▶ Prompt
Quote everything in the ladder stand thread from "I'm curious as" down to "across this question.", word for word.

▶ Quoted text
## START
# Family tradition ladder stand



## Just 1 More (Oct 18, 2005)

Anyone ever use one of their extensions on one of their ladder stands? I have 2 of the BRR12 ladder stands and am thinking of buying 2 extensions.. any feedback?


----------



## Just 1 More (Oct 18, 2005)

habersham hammer said:
			
		

> I have the BRR 12 also and have added 1 extension to it.
> 
> Works great and still stable.



I'm curious as to how it attaches.. I'm assuming that it just slips over the end of the stand,, or does it also attach to the bottom of the secondary brace at the curve??


----------



## Jack Turner (Nov 27, 2005)

Just ran across this question.  

You need to take apart the ladder sections and put the extension in between the existing 2 ladder sections.  If you put it at the top the rungs won't match up anymore and you certainly don't want to put it on the bottom, for safety reasons.

The bottom is meant to be pushed into the ground, with your feet, up to the bottom rung as an anchor point.

Good luck and safe hunting!
## END
▶ Data lines
## START
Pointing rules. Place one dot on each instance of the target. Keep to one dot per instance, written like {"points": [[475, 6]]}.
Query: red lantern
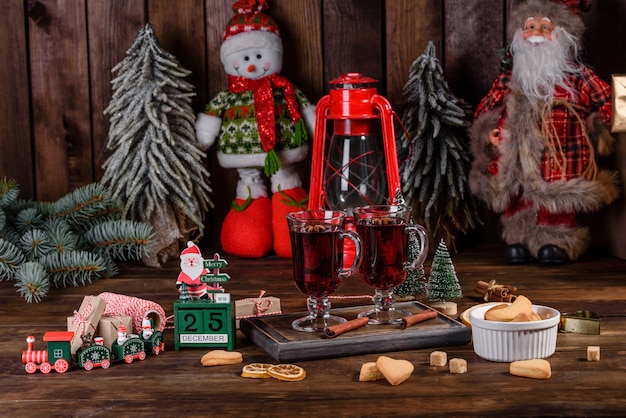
## END
▶ Written solution
I'm curious as to how it attaches.. I'm assuming that it just slips over the end of the stand,, or does it also attach to the bottom of the secondary brace at the curve??


----------



## Jack Turner (Nov 27, 2005)

Just ran across this question.